BEGIN DATA PROVIDED
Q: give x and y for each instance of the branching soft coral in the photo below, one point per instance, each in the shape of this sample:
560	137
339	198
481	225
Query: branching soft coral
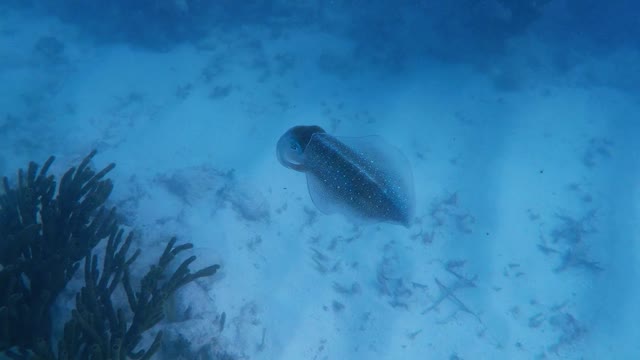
44	233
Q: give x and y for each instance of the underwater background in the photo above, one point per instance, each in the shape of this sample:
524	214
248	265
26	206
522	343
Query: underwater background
519	120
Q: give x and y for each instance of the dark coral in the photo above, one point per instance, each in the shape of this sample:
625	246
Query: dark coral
45	232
END DATA PROVIDED
Please write out again the lines starting with the one containing "Q: give x and y for each instance of the dark" and going on through the end of the records, including the request lines. Multiply each x and y coordinate in the answers by 2.25 and round to whole numbers with halves rounded up, leaving the requests and their sample numbers unchanged.

Q: give x and y for each instance of the dark coral in the photo above, one point per instance, each in the shape of this sample:
625	246
Query: dark coral
101	522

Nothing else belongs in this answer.